#### Source document

Perhaps also seed mychorrhizal fungi and beneficial nematodes, which is probably readily found in the backyard dirt if not already in the vermicompost.

I recommend reading this http://bialix.com/amania/Chapters/Tech/sub-aquasoils_en.html which roughly breaks down the composition of every commercial substrate including ADA's.


----------



## xenxes (Dec 22, 2011)

MOAR FISH!


















2x rainbow endlers (hybrid), 1M1F









2x tiger endlers (hybrid), was sent 2 Ms









4x endlers, supposedly pure, but look a little big, 2M2F; 5 olive nerites









BORARAS!
- 10x Boraras urophthalmoides
- 10x Boraras micros
- 10x Boraras maculatus

also picked up 11x more pygmy cories

The endlers will be moved out after the 55gs establish. Also contemplating moving the boraras maculatus (black dot on side), they seem much larger and more aggressive than the others, probably not shrimp safe.









Interesting schooling behavior across all species, in front is a male rainbow and a tiger endler, mostly boraras maculatus and pygmy cories. Will get some better pics later


----------



## xenxes (Dec 22, 2011)

So I pulled out the blyxa, just doesn't fit. Had to cut the roots (over 6" in 1-2 weeks?) so as to not drag up the whole tank. 









It dug into compost (see leaf litter & muck), soft fluffy substrate supports rooting, just like in terrestrial plants

Provided an opportunity for an interesting TDS experiment. Initial TDS 130.

Mucked up the tank by pulling plants, completely opaque yellow-brown. TDS now reads 160.









1 hour later, mostly white-ish clay in the water column. TDS down to 140









2 hours later, TDS 135









3 hours, mostly clear, some haze, TDS 130









Somehow the TDS equalized back to what it was before I stirred up the dirt. Odd because I thought TDS could only go upwards with simple mechanical filters using only biomedia. But something in the water must be binding the excess and bringing it back down or through the filter.


----------



## xenxes (Dec 22, 2011)

No more clipping for a while, using this as a baseline photo to track 2 weeks growth, much better w/o the blyxa on the sides 










I think the DHG has reached critical mass and is spreading faster each day. There is a medium outbreak of black hair algae, probably due to sharp increase in heavy stocking and feeding, will give it a few weeks to work itself out. TDS read 127 this morning, I can't figure out why it's going down and not building up (yes my meter works, tried 2 different ones, and haven't topped off in a while)

Unrelated note, the pachira aquatica by the tank is growing really well (about the height of the tank when I got it, top 12" new growth). This room gets almost no light, so it's thriving off part of the left LED flood light.

########
#### Provided information

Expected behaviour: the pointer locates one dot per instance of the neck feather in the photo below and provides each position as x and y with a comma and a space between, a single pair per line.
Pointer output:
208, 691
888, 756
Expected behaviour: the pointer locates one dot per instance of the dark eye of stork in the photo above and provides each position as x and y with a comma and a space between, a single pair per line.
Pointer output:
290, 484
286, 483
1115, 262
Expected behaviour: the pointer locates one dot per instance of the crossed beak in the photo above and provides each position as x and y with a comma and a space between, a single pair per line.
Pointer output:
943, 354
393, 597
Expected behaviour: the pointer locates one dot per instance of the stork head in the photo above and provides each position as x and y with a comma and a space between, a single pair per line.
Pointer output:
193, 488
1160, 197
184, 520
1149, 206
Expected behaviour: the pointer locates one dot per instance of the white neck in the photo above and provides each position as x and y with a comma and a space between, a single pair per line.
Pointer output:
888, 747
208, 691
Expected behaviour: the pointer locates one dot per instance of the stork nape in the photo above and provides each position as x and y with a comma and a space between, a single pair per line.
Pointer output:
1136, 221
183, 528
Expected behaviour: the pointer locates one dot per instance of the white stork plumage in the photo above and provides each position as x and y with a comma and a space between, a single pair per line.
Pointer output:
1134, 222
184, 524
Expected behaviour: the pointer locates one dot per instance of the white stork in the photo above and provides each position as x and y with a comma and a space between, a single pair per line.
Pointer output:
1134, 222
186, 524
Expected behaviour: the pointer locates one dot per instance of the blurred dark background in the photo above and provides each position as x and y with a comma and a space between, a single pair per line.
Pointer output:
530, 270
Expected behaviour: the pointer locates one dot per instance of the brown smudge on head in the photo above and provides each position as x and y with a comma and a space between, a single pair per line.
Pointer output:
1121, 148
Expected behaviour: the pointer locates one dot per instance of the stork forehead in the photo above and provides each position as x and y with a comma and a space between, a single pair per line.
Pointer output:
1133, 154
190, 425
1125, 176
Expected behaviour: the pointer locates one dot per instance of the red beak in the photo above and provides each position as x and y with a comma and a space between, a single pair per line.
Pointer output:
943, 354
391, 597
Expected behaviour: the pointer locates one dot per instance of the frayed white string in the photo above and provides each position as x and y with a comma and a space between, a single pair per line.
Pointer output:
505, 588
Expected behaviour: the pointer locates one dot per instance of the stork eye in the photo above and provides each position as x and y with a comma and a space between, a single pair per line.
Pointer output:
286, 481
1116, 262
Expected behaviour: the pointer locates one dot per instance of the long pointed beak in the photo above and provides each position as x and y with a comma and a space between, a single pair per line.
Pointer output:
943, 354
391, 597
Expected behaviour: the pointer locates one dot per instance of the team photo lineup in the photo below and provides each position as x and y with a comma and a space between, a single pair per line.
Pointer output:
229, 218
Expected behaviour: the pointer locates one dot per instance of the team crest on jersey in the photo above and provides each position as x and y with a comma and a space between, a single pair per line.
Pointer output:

########

■ **Requests**:
a – Using the aquarium thread, decide whether each statement agrees with it: (i) one hour after the tank was stirred up, the TDS had dropped to 140; (ii) the Boraras micros seem much larger and more aggressive than the other boraras; (iii) the pachira aquatica gets plenty of light in its room. For each statement, answer yes or no and quote the deciding words from the text.
b – Output the passage of the aquarium thread from "Unrelated note, the" to "LED flood light.", copied word for word.
c – Translate this sentence from the aquarium thread into Spanish: "Somehow the TDS equalized back to what it was before I stirred up the dirt."

■ **Responses by task**:
a –
(i) Yes: "1 hour later, mostly white-ish clay in the water column. TDS down to 140"
(ii) No: "Also contemplating moving the boraras maculatus (black dot on side), they seem much larger and more aggressive than the others"
(iii) No: "This room gets almost no light, so it's thriving off part of the left LED flood light."

b –
Unrelated note, the pachira aquatica by the tank is growing really well (about the height of the tank when I got it, top 12" new growth). This room gets almost no light, so it's thriving off part of the left LED flood light.

c – De algún modo, el TDS volvió a igualarse al valor que tenía antes de que yo removiera la tierra.